=== Section Start ===

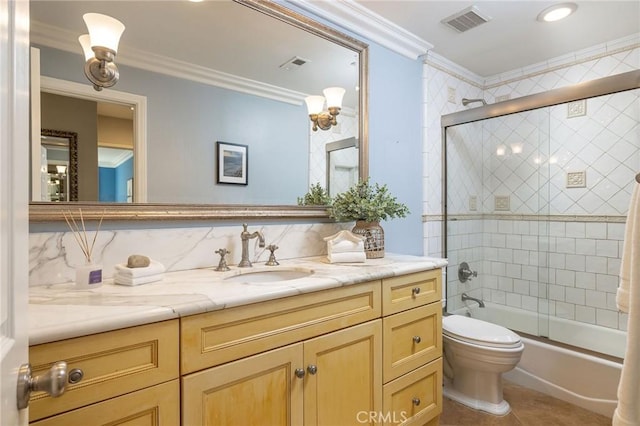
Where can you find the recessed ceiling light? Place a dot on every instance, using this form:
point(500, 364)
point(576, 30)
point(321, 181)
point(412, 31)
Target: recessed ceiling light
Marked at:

=== Section End ===

▸ ACTION ITEM
Once the pictures are set aside, give every line above again without alteration.

▸ WRITTEN ANSWER
Where can you find the recessed ceiling light? Place a dot on every instance, using this form:
point(500, 364)
point(576, 30)
point(321, 181)
point(412, 31)
Target: recessed ceiling light
Marked at:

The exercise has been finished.